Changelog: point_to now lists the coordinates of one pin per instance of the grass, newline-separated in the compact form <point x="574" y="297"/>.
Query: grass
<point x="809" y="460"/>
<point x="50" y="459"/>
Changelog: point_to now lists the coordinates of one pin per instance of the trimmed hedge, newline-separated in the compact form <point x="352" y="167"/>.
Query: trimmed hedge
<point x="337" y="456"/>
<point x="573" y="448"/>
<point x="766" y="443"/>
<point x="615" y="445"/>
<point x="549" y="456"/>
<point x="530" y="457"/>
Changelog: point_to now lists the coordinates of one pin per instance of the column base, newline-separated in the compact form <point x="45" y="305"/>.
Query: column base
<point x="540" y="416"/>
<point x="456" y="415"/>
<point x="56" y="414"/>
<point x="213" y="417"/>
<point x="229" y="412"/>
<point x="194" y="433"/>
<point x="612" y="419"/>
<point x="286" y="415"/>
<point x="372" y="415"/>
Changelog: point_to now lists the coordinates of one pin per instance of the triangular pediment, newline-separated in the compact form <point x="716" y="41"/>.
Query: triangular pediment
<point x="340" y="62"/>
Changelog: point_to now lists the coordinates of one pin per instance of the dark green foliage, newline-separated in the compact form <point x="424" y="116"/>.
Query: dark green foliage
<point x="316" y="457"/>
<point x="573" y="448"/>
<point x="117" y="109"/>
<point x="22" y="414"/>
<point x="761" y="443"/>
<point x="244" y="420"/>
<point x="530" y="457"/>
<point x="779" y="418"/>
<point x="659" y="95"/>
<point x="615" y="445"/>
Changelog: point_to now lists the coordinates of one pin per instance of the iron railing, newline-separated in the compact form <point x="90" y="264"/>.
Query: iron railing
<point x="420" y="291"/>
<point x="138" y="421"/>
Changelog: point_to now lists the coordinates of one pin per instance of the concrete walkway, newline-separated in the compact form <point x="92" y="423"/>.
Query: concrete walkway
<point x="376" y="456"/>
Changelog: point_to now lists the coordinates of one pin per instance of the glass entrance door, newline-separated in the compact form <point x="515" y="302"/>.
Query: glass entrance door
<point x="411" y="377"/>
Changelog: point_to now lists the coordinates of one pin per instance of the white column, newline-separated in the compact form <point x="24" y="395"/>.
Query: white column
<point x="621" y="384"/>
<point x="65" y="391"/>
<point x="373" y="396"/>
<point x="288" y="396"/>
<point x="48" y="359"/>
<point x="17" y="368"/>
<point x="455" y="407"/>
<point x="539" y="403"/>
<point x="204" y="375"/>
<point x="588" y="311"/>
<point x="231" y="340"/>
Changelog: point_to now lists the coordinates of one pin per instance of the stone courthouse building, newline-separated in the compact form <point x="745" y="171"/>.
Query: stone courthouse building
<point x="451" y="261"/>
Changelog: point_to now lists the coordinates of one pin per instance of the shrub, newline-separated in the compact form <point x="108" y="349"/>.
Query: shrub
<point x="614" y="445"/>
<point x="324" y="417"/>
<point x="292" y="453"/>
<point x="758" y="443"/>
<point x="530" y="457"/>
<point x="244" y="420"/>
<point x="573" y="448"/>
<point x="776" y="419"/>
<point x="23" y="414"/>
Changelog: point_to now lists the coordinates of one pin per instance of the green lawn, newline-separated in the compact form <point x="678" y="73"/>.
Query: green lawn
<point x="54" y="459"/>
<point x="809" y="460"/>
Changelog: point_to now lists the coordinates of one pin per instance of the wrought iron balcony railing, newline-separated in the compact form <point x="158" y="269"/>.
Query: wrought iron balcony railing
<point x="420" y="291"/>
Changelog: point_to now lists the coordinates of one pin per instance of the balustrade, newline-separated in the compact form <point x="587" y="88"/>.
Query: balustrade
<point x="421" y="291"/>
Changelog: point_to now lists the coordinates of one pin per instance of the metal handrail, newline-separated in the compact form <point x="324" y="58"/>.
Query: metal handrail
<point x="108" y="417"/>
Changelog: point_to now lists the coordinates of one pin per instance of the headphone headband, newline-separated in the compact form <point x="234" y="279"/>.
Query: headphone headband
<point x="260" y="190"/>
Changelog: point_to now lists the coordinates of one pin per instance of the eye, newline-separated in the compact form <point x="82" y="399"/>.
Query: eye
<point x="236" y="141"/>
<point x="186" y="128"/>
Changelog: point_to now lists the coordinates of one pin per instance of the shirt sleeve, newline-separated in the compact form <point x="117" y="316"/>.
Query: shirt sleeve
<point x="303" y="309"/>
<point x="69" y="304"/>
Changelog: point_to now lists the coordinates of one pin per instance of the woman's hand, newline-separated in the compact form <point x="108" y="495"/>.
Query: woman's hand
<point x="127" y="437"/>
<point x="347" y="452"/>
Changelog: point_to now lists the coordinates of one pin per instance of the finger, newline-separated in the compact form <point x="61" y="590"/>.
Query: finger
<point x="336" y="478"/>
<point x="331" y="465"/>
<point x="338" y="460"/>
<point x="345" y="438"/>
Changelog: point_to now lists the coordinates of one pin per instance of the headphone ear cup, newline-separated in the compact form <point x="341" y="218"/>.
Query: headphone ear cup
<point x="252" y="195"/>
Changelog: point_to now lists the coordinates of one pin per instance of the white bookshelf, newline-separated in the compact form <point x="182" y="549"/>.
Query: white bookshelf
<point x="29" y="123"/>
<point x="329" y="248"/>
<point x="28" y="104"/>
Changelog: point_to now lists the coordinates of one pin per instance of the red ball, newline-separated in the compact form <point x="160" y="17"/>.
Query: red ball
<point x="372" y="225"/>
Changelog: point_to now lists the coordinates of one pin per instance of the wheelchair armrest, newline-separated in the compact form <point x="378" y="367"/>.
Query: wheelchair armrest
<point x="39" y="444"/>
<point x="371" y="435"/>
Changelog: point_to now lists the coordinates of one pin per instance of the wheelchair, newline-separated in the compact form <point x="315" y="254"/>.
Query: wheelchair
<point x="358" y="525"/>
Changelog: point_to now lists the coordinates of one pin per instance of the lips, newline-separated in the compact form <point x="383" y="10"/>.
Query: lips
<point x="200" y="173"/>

# # # # #

▸ DESCRIPTION OF THE TASK
Retype exactly the lines from the one containing "the finger, newline-separated" through the last line of the records above, including both.

▸ ANSWER TO THIS PROBLEM
Changelog: point_to now lists the coordinates of one pin per instance of the finger, newline-separated in the compact form <point x="61" y="590"/>.
Query: finger
<point x="336" y="478"/>
<point x="331" y="465"/>
<point x="338" y="460"/>
<point x="345" y="438"/>
Changelog: point_to now lists the coordinates of one pin per instance of the headphone ear cup, newline-separated in the compact form <point x="341" y="218"/>.
Query: headphone ear cup
<point x="252" y="195"/>
Changelog: point_to now lists the coordinates of one pin per instance of the white bookshelf, newline-separated in the compact form <point x="182" y="549"/>.
Query: white bookshelf
<point x="29" y="123"/>
<point x="329" y="248"/>
<point x="28" y="104"/>
Changelog: point_to now lists the coordinates of one pin per instance of the red ball, newline-separated in the compact form <point x="160" y="17"/>.
Query: red ball
<point x="372" y="225"/>
Changelog: point_to now lists the coordinates of one pin per instance of the wheelchair armrest, newline-separated in the compact form <point x="378" y="367"/>.
Query: wheelchair armrest
<point x="39" y="444"/>
<point x="371" y="435"/>
Changelog: point_to now lists the coordinates of one pin per instance of the wheelchair, newline-separated in the compact form <point x="315" y="254"/>.
Query: wheelchair
<point x="358" y="525"/>
Changelog: point_to now lists the coordinates of one pin per instance of the lips, newline-separated in the compact form <point x="383" y="10"/>.
Query: lips
<point x="200" y="173"/>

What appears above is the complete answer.